* Excerpted passage *
I am going to show you very classical illustration of prestressing using some stack of books. You can see this is Professor Gustav Magnel’s demonstration. He used to do it in class. Take a stack of books and then press it from the sides so that you can carry more load. So this is the same principle applied for prestressed concrete systems also where you have prestressing.
 
There are two types of prestressed concrete systems, one is pre-tensioned system and the other one is post-tensioned system. The one on the left is a pre-tensioned system. There are two types of prestressed concrete systems based on the time at which the strands are stressed if it is pretensioned concrete system then the strands are stressed before the concrete is cast. In the post-tensioned concrete system, the strands are actually stressed after the concrete has achieved its strength or after the concrete has hardened.
 
So, one on the left which you might see these kind of bridges most of the flyovers in the city you might see this kind of systems most of them are actually pre-tensioned concrete. This is a typical metro on the right side. It’s a typical metro bridge or elevated metro system where you will mostly see post-tensioned segmental concrete construction. Also I would like to mention if you see an I-girder it is not necessary that it’s always like these kind of I-girders. It’s not necessary that they are always pre-tensioned but there could also be post-tensioned system.
 
So, what is the corrosion protection strategy in the pretension concrete? Here you can see in this close up you have the black dots which are the strands and the grey region represents the concrete. The chlorides penetrate through the concrete cover and reach the steel strand through diffusion or the typical chloride ingress processes which are also present in the conventional reinforced concrete systems.
And then once the chloride builds up to a sufficient level at the steel surface you can say that the corrosion will initiate.
 
The pitting corrosion on strands and deformed bars are of 2 types or the type of
corrosion which you see in the case of rebars and in the case of strands are little different especially the corrosion cracking patterns. So, for example in the case of typical rebar or a conventional deformed bar like in this case what happens is. You can see that some pits here and there.
But there are also regions which are not pitted much but the point here is there is no space like in the case of strands. Rebar is a single solid bar and the only surface which is corroding is actually in contact with the concrete. So, whatever the rust is formed it will very fast exert expansive stresses on to the concrete nearby leading to cracking and then followed by the oozing out of this rust through the concrete cover and then you can see that brown stains on the concretesurface.
 
But in the case of prestressed concrete system it’s a little different what happens is. First because of the stress the pitting can be very significant or much localized and you can see very severe pits whereas some regions are not at all corroding or very limited corrosion. But you can actually have severe pits which might lead to the fracture of that particular wire. Like in this case this particular wire will fracture much earlier than the others which might lead to structural problems.

* Supplied data *

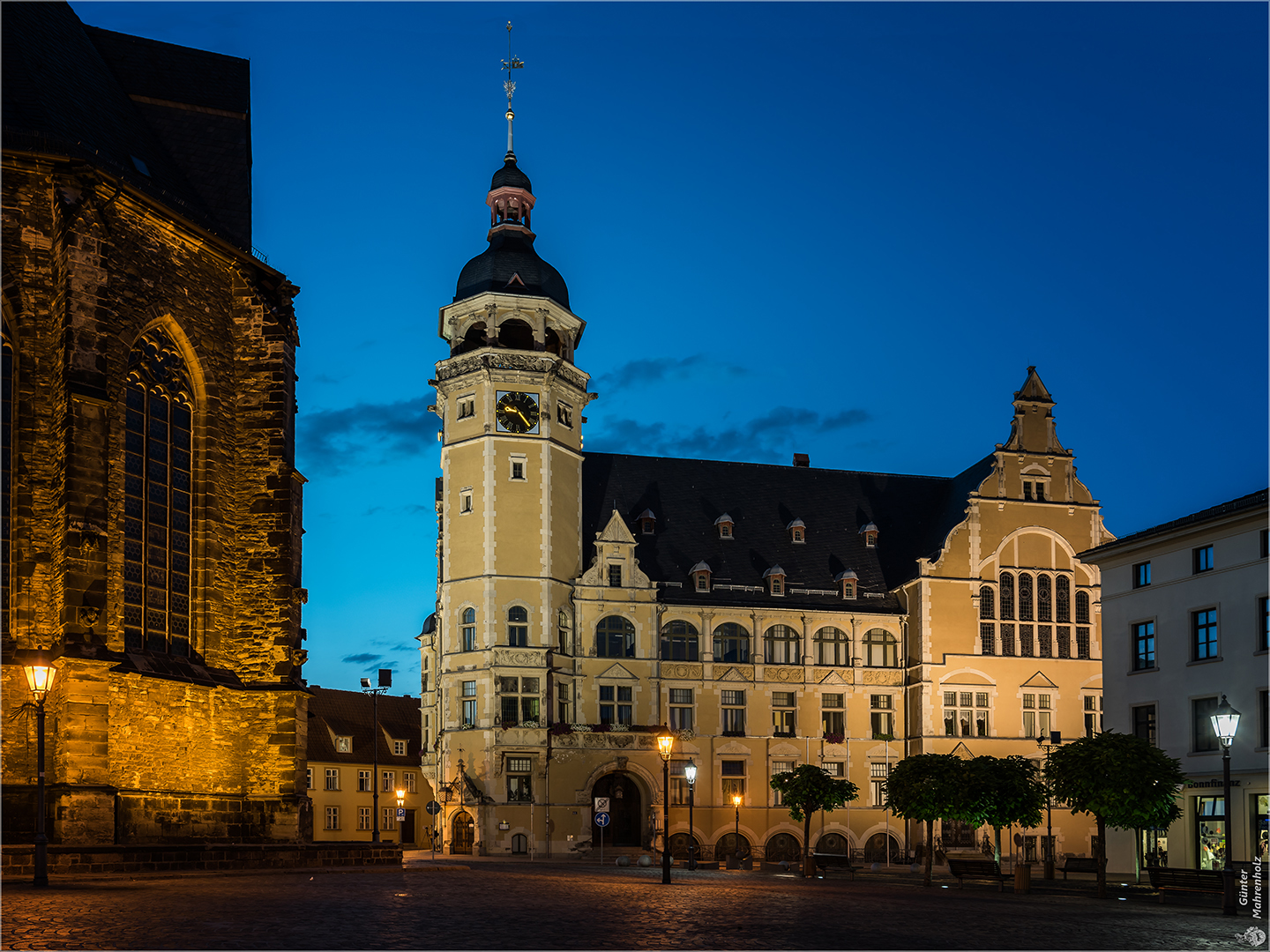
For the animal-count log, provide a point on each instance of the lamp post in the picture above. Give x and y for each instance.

* Given task A *
Reproduce word for word the portion of the prestressed concrete passage from "The pitting corrosion" up to and including "here and there.".
* Given task B *
According to the prestressed concrete passage, when are the strands stressed in a pre-tensioned system?
* Given task C *
Write what comes next in the prestressed concrete passage, starting after its final sentence.
The data is material separate from the prestressed concrete passage.

* Output A *
The pitting corrosion on strands and deformed bars are of 2 types or the type of
corrosion which you see in the case of rebars and in the case of strands are little different especially the corrosion cracking patterns. So, for example in the case of typical rebar or a conventional deformed bar like in this case what happens is. You can see that some pits here and there.

* Output B *
Before the concrete is cast.

* Output C *
 
And also on top of that whatever the rust is formed in the beginning they will occupy these small triangular shape spaces between the 7-wires. Once this space is fully filled with the rust only after that the rust on the strands will actually exert pressure on the surrounding concrete. So because of this what will happen is? There may be prolonged corrosion before you actually see some brown stains.
 
So, visual observation is not really a good idea when you talk about post tensioned
systems. In the case of strands there could be delayed expensive stresses, cracking and manifestation of corrosion products. Another thing which can happen in the case of prestressed concrete system is that as you see on this image here or if you take 1 pitch length of the strand that is shown in this picture here.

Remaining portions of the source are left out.